EXERCISE =>
Exactly as they appear, set down all of the records.

Records from a data collection
Segment Open

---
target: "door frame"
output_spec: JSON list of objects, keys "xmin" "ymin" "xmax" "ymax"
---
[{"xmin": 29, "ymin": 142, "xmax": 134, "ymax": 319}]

Segment Closed

TASK SOLUTION =>
---
target: "door frame"
output_spec: JSON list of objects, keys "xmin" "ymin" "xmax" "ymax"
---
[{"xmin": 29, "ymin": 142, "xmax": 134, "ymax": 319}]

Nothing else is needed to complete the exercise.